WHAT YOU ARE ASKED TO DO:
Which lines of the listing below contain the string "negative"? Show each of them in full.
Top of INFORMATION PROVIDED
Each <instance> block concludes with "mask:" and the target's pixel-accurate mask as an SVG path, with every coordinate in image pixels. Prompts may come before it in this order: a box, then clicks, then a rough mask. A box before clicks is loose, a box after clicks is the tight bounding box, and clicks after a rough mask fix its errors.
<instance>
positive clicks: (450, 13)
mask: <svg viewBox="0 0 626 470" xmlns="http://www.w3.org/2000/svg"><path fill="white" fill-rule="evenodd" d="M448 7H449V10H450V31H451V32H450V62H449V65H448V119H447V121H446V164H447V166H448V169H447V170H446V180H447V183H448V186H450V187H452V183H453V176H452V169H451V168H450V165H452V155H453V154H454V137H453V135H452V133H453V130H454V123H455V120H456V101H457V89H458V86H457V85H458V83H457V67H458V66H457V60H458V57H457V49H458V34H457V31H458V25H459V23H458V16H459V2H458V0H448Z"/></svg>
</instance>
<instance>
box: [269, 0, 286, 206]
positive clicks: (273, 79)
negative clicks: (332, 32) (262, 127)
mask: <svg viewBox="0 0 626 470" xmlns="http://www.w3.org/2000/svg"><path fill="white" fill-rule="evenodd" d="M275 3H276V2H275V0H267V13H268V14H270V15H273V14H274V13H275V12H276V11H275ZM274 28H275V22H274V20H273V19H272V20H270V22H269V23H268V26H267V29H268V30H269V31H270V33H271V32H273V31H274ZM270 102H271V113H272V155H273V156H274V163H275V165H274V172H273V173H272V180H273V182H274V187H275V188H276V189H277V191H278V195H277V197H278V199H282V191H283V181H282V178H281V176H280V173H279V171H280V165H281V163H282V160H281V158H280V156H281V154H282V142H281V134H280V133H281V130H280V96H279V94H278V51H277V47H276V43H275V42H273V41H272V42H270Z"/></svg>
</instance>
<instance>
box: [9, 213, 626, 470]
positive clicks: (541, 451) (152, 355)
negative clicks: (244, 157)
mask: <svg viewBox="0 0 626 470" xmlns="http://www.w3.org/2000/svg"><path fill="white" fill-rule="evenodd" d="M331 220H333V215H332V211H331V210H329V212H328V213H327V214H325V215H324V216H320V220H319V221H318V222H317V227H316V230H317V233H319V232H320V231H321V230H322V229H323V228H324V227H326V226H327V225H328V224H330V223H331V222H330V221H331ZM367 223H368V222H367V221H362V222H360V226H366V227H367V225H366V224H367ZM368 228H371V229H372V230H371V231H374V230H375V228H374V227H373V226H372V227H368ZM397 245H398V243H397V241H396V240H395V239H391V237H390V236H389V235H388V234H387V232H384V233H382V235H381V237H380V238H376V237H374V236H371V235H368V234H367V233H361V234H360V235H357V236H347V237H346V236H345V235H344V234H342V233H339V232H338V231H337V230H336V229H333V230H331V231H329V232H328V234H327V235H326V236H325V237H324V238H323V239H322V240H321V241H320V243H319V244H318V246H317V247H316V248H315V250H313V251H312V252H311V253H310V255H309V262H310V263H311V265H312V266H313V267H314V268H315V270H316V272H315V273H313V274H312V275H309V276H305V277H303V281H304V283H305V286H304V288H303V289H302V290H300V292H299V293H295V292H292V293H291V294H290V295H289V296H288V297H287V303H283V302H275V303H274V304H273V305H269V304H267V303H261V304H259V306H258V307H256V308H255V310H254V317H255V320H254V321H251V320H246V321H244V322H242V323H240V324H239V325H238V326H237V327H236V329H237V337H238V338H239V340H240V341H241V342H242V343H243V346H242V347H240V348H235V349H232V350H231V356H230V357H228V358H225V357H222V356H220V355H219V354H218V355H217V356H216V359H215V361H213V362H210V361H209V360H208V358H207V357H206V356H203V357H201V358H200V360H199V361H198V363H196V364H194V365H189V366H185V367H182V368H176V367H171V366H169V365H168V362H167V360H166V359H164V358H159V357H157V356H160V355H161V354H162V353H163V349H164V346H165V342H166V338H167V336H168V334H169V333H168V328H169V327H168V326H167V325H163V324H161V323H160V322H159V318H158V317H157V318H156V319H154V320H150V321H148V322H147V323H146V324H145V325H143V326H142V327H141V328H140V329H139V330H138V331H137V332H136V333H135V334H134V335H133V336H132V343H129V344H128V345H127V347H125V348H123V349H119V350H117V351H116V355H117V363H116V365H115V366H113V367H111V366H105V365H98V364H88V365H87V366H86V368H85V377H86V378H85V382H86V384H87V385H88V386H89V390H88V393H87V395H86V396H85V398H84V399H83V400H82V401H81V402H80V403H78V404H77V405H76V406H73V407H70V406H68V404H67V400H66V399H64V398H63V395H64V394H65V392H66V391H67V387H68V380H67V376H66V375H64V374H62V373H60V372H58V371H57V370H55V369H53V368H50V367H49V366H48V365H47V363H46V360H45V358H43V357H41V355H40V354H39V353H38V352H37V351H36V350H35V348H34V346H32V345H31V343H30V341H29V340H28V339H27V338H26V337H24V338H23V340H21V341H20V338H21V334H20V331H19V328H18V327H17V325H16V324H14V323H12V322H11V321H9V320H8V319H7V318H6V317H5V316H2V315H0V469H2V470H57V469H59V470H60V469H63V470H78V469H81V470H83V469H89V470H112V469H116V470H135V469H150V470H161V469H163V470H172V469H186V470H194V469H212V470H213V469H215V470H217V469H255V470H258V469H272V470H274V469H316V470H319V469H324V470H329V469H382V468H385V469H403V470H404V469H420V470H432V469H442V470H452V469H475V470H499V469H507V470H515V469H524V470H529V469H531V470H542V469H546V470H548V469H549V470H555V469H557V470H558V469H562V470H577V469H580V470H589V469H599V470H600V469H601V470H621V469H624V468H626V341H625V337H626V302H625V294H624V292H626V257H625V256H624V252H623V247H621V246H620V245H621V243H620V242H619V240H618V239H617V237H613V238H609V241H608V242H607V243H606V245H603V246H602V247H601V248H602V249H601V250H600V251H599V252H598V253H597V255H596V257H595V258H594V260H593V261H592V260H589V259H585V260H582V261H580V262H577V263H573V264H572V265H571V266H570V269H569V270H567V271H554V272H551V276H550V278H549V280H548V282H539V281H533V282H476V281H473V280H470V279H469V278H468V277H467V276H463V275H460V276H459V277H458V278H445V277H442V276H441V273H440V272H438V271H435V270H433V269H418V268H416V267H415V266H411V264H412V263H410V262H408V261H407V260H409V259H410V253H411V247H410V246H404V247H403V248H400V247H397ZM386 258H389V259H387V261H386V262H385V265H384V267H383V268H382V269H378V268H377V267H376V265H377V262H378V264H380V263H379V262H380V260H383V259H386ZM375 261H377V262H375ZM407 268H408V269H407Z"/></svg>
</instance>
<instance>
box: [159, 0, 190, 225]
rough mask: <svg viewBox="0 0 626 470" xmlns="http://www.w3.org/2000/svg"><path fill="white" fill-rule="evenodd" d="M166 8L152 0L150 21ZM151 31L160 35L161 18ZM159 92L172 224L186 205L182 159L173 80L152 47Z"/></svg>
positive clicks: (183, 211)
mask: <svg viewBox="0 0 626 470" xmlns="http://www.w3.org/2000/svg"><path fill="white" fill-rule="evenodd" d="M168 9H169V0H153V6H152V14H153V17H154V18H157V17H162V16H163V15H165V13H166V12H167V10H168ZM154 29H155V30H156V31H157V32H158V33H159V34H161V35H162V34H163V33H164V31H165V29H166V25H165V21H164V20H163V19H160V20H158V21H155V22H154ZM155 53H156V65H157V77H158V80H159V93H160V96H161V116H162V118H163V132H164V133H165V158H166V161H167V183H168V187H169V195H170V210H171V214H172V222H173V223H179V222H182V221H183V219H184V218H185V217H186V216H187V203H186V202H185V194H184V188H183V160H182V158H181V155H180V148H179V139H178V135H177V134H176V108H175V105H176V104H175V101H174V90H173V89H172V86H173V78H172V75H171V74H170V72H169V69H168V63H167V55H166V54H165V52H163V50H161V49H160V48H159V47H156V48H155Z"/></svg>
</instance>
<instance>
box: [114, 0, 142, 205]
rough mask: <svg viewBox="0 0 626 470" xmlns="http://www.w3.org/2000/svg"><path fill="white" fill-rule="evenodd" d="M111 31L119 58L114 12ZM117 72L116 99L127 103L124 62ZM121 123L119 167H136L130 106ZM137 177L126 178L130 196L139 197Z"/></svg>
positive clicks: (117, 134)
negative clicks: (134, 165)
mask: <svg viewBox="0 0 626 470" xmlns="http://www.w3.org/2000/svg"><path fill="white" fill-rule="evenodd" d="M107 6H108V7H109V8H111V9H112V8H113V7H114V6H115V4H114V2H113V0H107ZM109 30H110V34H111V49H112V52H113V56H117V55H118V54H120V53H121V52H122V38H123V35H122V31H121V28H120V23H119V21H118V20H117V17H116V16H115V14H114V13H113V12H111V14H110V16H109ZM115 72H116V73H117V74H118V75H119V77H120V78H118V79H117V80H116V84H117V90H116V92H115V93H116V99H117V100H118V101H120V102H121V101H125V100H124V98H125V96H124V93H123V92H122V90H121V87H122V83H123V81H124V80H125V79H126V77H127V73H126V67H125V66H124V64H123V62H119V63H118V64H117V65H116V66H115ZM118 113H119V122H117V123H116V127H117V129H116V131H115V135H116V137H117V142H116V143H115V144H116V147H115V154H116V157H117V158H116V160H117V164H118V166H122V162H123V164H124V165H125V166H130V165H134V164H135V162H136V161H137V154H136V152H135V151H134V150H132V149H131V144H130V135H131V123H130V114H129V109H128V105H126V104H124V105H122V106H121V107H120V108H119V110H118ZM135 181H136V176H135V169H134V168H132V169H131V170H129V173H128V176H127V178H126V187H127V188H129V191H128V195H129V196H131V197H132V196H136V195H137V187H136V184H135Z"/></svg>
Bottom of INFORMATION PROVIDED
EXERCISE SOLUTION:
negative clicks: (332, 32) (262, 127)
negative clicks: (244, 157)
negative clicks: (134, 165)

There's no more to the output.